* **Исходный отрывок**:

▬▬▬

<…> Кто это, Гейне что ли, рассказывал, как он, ребенком, плакал, обливаясь слезами, когда, читая Дон-Кихота, дошел до того места, как победил его презренный и здравомыслящий цирюльник Самсон Караско. Во всем мире нет глубже и сильнее этого сочинения. Это пока последнее и величайшее слово человеческой мысли, это самая горькая ирония, которую только мог выразить человек, и если б кончилась земля, и спросили там, где-нибудь, людей: «Что вы, поняли ли вашу жизнь на земле и что об ней заключили?» – то человек мог бы молча подать Дон-Кихота: «Вот мое заключение о жизни – можете ли вы за него осудить меня?» Я не утверждаю, что человек был бы прав, сказав это, но… <…>
II. Культурные типики. Повредившиеся люди
Г-н Авсеенко давно пишет критики, несколько лет уже, и я, каюсь в том, все еще возлагал на него некоторые надежды: «выпишется, думал я, и что-нибудь скажет»; но я мало знал его. Заблуждение мое продолжалось вплоть до октябрьского номера «Русского вестника» 1874 года, в котором г-н Авсеенко в статье своей по поводу комедий и драм Писемского вдруг произнес следующее: «…Гоголь заставил наших писателей слишком небрежно относиться к внутреннему содержанию произведений и слишком полагаться на одну только художественность. Такой взгляд на задачу беллетристики разделялся весьма многими в нашей литературе сороковых годов, и в нем отчасти лежит причина: почему эта литература была бедна внутренним содержанием (!)».

▬▬▬

* **Инструкция к заданию**:
Продолжите отрывок о Дон-Кихоте и статье г-на Авсеенко, начав сразу после его последнего предложения. Записи, которые идут после отрывка, здесь не понадобятся.

(Сохранённые записи)

▬▬▬

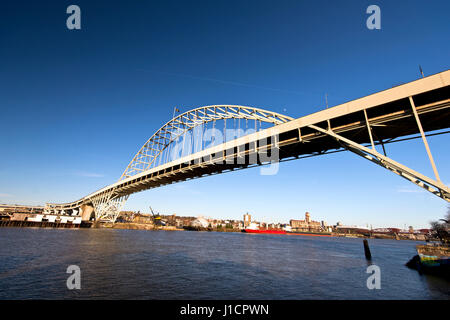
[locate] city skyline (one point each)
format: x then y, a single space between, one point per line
69 135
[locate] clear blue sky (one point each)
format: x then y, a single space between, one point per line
77 105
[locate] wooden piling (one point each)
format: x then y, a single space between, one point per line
367 250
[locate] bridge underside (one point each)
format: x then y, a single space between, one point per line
387 122
361 126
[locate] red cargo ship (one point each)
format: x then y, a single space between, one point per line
269 231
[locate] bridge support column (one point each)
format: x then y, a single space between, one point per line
86 211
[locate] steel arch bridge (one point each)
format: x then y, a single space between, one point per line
198 142
159 150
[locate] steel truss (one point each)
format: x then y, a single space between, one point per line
151 153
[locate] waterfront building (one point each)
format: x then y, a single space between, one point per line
306 225
247 220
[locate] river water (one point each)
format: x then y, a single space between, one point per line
134 264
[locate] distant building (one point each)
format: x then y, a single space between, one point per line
200 222
305 225
247 220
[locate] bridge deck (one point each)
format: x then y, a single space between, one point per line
389 114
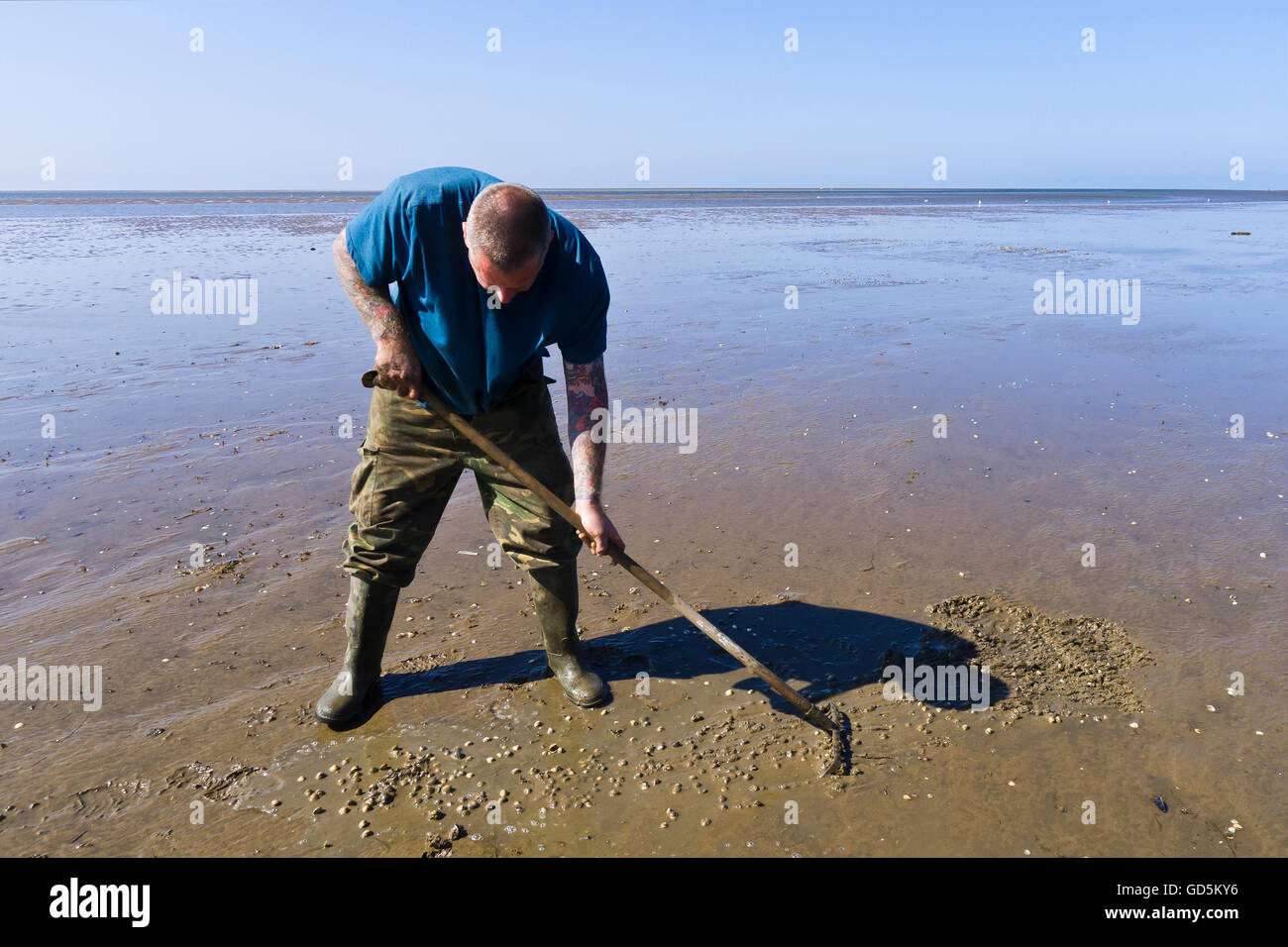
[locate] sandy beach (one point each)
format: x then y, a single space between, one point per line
909 464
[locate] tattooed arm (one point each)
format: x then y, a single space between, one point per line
395 357
587 392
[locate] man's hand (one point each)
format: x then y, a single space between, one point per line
398 368
397 363
597 530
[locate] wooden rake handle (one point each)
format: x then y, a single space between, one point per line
811 711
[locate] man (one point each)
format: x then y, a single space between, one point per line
487 275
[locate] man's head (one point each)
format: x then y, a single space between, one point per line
506 234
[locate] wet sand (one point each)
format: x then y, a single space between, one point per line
815 429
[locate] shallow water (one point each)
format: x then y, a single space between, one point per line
815 429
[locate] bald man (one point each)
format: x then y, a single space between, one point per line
485 277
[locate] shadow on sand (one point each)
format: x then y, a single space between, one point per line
820 651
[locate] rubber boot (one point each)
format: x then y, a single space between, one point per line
366 624
554 595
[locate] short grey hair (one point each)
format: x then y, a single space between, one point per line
509 224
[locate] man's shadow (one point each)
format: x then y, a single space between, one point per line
831 650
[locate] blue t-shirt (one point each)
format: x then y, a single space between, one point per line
411 236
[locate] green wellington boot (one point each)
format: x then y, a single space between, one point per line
366 624
554 595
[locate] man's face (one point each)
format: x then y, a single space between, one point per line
506 286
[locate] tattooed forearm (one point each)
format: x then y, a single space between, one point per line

▬▬▬

* **Результат**:
Это литература-то сороковых годов была бедна внутренним содержанием! Такого странного известия я не ожидал во всю мою жизнь. Это та самая литература, которая дала нам полное Собрание сочинений Гоголя, его комедию: «Женитьба» (бедную внутренним содержанием, ух!), дала нам потом его «Мертвые души» (бедные внутренним содержанием – да хоть бы что другое сказал человек, ну, первое слово, которое на ум пришло, все бы лучше вышло). Затем вывела Тургенева с его «Записками охотника» (и эти бедны внутренним содержанием?), затем Гончарова, написавшего еще в 40-х годах Обломова и напечатавшего тогда же лучший из него эпизод «Сон Обломова», который с восхищением прочла вся Россия! Это та литература, которая дала нам, наконец, Островского – но именно про типы-то Островского и разражается г-н Авсеенко в этой же статье самыми презрительными плевками:
«Мир чиновников оказался, вследствие внешних причин, не вполне доступен для театральной сатиры; зато с тем большим усердием и пристрастием устремилась наша комедия в мир замоскворецкого и апраксинского купечества, в мир странниц и свах, пьяных приказных, бурмистров, причетников, питерщиков. Задача комедии сузилась непостижимым образом до копирования пьяного или безграмотного жаргона, воспроизведения диких ухваток, грубых и оскорбительных для человеческого чувства типов и характеров. На сцене безраздельно воцарился жанр, не тот теплый, веселый, буржуазный (?) жанр, который порою так пленителен на французской сцене (это водевильчик-то: один залез под стол, а другой вытащил его за ногу?), а жанр грубый, нечистоплотный и отталкивающий. Некоторые писатели, как, например, г-н Островский, внесли в эту литературу много таланта, сердца и юмора, но в общем театр наш пришел к крайнему понижению внутреннего уровня, и весьма скоро оказалось, что ему нечего сказать образованной части общества, что он и дела не имеет с этой частью общества».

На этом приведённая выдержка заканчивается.